What the exercise asks: Search the records below for the string "background" and copy each line where it turns up.

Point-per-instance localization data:

━━━━━━

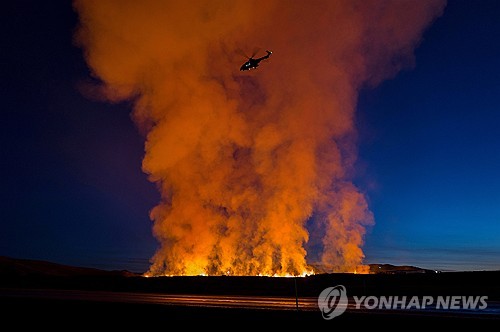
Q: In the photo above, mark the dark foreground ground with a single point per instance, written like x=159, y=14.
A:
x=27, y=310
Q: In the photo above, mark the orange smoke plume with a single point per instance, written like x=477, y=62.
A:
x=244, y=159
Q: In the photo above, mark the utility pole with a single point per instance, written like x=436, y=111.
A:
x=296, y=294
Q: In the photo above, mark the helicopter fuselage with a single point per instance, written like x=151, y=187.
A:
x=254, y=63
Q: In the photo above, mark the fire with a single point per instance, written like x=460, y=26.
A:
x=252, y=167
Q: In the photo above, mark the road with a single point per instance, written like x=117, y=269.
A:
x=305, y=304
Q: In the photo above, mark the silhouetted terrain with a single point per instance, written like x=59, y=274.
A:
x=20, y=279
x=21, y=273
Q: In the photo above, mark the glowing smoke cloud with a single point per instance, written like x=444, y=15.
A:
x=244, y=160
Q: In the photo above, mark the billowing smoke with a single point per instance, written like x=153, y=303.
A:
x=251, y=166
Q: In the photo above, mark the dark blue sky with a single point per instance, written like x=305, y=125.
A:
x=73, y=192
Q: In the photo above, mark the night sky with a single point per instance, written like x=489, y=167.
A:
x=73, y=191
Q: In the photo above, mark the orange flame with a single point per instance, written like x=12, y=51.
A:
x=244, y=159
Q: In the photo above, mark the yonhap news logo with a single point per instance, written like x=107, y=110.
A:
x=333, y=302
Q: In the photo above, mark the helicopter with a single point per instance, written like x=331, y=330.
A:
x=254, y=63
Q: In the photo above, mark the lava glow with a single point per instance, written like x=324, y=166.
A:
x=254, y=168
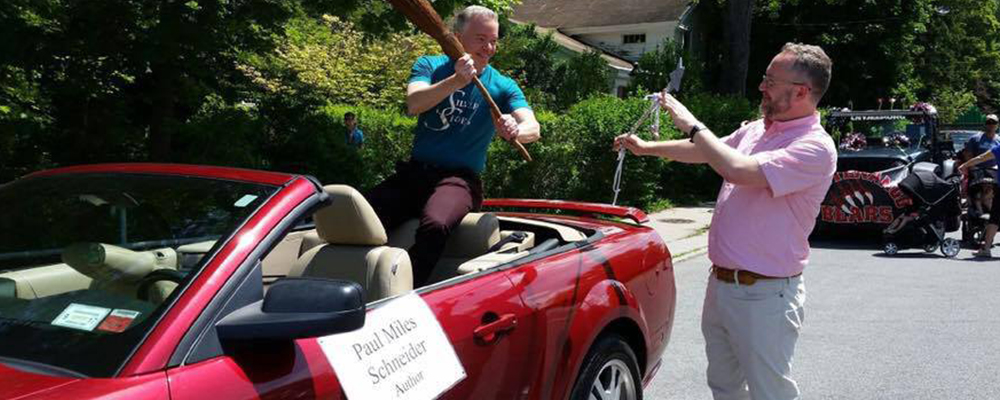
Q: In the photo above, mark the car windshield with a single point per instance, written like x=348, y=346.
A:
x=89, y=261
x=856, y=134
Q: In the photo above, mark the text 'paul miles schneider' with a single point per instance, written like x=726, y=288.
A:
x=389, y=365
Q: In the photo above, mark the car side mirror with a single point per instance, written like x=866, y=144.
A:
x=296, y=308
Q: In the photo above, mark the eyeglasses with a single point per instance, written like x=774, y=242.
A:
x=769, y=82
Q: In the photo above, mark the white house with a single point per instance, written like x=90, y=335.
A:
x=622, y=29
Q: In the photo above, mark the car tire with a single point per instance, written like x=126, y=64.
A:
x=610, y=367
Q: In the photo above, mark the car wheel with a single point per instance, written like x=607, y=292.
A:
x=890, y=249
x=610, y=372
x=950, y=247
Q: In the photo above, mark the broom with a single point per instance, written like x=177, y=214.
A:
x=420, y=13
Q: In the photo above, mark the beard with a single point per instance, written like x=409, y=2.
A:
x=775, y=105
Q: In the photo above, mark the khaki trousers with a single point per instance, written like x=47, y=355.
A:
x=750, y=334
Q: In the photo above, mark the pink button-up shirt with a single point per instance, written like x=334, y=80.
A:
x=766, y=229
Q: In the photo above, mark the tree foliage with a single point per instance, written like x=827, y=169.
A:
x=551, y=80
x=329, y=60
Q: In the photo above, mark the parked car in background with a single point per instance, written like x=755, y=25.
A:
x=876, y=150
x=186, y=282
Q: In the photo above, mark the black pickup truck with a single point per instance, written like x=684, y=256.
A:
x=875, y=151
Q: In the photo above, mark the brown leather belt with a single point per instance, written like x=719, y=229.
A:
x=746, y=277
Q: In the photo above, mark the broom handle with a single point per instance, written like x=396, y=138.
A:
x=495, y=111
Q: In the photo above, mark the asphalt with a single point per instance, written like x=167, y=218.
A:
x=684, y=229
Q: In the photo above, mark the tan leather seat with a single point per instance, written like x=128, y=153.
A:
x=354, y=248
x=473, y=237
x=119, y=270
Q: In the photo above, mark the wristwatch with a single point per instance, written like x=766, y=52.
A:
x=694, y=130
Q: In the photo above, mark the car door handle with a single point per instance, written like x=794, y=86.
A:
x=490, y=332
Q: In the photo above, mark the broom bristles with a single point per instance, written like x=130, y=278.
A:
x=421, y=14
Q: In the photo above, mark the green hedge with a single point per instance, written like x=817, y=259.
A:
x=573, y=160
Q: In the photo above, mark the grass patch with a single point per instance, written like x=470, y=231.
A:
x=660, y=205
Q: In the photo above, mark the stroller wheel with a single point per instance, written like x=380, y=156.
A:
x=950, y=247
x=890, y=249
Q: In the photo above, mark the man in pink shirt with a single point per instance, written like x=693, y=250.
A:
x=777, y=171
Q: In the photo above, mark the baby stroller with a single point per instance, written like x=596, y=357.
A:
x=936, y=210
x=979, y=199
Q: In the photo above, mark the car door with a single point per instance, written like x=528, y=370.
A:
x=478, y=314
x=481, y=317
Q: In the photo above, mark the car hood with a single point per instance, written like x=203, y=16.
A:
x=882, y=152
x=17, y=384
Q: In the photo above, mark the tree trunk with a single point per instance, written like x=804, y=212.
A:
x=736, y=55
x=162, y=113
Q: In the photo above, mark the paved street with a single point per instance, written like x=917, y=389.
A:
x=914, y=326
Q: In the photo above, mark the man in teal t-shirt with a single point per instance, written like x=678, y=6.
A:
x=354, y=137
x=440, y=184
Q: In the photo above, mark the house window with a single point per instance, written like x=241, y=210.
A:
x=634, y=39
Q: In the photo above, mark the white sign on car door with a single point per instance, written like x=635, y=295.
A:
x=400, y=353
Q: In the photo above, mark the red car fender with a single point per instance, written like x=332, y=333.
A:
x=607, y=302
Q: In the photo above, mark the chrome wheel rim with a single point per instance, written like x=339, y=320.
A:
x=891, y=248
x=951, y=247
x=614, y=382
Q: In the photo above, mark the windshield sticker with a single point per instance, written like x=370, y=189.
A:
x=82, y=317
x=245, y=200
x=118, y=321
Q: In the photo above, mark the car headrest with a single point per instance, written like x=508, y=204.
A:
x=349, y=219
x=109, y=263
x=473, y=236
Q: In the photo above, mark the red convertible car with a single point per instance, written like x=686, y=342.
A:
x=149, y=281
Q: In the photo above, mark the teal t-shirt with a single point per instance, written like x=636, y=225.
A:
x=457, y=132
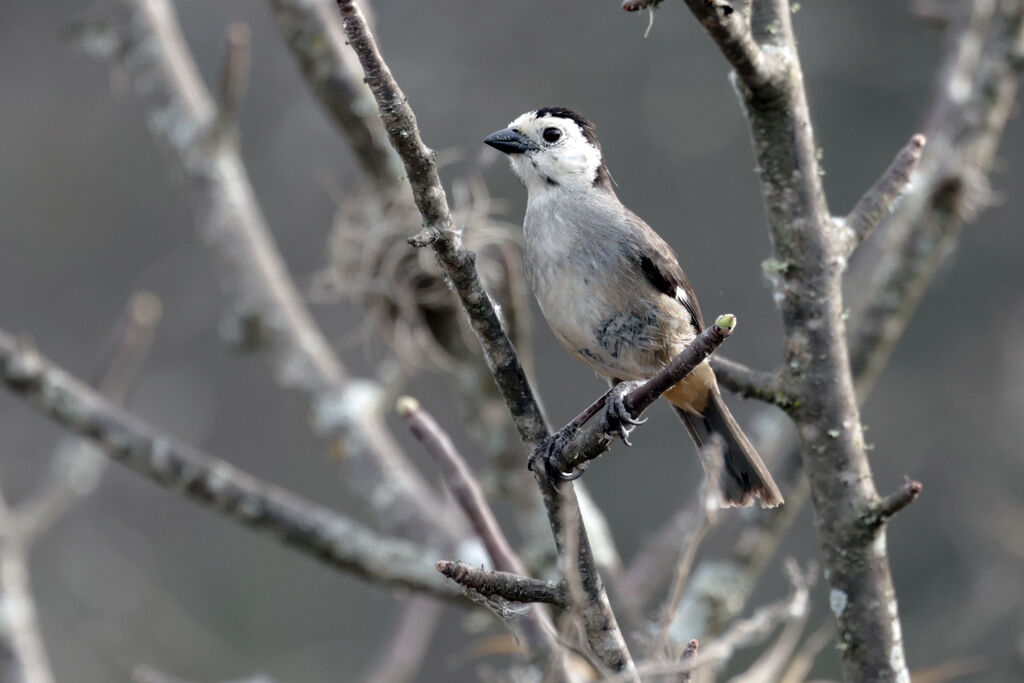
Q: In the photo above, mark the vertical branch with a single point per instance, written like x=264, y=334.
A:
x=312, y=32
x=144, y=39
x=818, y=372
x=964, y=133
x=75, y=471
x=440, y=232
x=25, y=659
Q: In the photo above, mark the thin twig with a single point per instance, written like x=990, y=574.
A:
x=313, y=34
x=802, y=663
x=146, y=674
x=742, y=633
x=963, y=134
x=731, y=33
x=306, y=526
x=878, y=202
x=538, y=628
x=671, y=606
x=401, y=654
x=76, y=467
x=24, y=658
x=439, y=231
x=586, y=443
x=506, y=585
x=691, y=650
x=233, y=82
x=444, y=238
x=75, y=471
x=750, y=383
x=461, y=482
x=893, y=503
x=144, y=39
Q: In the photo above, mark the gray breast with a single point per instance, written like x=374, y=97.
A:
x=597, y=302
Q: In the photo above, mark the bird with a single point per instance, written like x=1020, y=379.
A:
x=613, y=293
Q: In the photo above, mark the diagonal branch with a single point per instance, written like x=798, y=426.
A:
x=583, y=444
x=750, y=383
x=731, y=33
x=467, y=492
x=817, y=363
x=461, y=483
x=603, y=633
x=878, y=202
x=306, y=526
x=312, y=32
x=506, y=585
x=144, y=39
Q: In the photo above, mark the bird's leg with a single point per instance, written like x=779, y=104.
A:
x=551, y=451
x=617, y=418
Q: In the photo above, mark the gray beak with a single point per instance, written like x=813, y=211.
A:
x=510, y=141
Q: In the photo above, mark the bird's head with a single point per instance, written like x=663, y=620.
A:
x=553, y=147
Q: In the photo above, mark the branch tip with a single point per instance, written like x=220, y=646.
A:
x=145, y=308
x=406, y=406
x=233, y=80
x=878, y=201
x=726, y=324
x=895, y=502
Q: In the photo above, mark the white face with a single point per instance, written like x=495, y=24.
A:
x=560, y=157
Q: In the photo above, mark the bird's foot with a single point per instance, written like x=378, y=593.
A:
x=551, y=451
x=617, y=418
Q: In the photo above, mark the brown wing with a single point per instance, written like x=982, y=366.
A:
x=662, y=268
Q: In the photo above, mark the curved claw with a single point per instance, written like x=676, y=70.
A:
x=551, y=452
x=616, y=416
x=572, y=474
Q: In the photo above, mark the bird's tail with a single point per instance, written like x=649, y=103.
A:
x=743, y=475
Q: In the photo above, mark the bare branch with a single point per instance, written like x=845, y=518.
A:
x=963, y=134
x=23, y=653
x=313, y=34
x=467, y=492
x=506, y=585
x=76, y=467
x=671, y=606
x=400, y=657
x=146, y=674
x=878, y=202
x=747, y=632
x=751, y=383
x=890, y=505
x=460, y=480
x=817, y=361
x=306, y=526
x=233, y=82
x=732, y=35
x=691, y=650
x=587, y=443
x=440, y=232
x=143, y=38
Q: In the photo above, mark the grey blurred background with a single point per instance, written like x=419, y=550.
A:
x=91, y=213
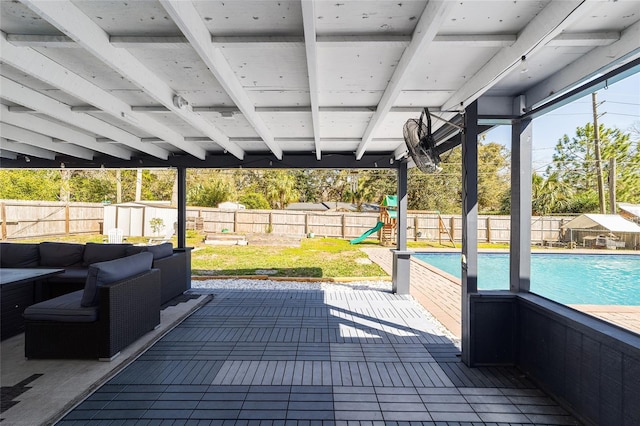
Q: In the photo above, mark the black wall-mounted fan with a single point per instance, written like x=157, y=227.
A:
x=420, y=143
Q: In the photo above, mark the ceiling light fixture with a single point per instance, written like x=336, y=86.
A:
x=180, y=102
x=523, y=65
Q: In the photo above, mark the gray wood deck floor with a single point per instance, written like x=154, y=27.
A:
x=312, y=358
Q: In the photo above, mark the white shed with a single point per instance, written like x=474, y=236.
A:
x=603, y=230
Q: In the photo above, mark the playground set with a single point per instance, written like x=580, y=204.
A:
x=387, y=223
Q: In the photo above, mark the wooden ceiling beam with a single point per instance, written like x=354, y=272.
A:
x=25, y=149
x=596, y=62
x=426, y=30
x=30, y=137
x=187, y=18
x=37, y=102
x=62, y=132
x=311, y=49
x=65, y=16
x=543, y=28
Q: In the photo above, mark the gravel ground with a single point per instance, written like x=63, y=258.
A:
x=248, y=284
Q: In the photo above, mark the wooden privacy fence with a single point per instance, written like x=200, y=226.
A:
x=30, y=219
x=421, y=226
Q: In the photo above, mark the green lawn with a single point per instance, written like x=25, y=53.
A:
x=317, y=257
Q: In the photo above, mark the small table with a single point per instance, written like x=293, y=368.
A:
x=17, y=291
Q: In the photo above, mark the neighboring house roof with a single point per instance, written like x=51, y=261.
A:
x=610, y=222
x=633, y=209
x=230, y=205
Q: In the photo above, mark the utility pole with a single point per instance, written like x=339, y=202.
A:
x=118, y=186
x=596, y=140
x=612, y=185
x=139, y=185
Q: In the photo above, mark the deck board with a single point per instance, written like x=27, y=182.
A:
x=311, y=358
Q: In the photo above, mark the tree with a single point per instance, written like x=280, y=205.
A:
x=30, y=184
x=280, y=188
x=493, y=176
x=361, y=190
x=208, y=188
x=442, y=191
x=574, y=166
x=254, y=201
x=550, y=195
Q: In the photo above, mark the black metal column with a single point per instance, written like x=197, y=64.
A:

━━━━━━

Your response:
Q: In the photo above, mark the parked car in background with a single point per instance, written like x=755, y=25.
Q: In the photo above, mark the grey blurred background with a single point per instance, written like x=419, y=550.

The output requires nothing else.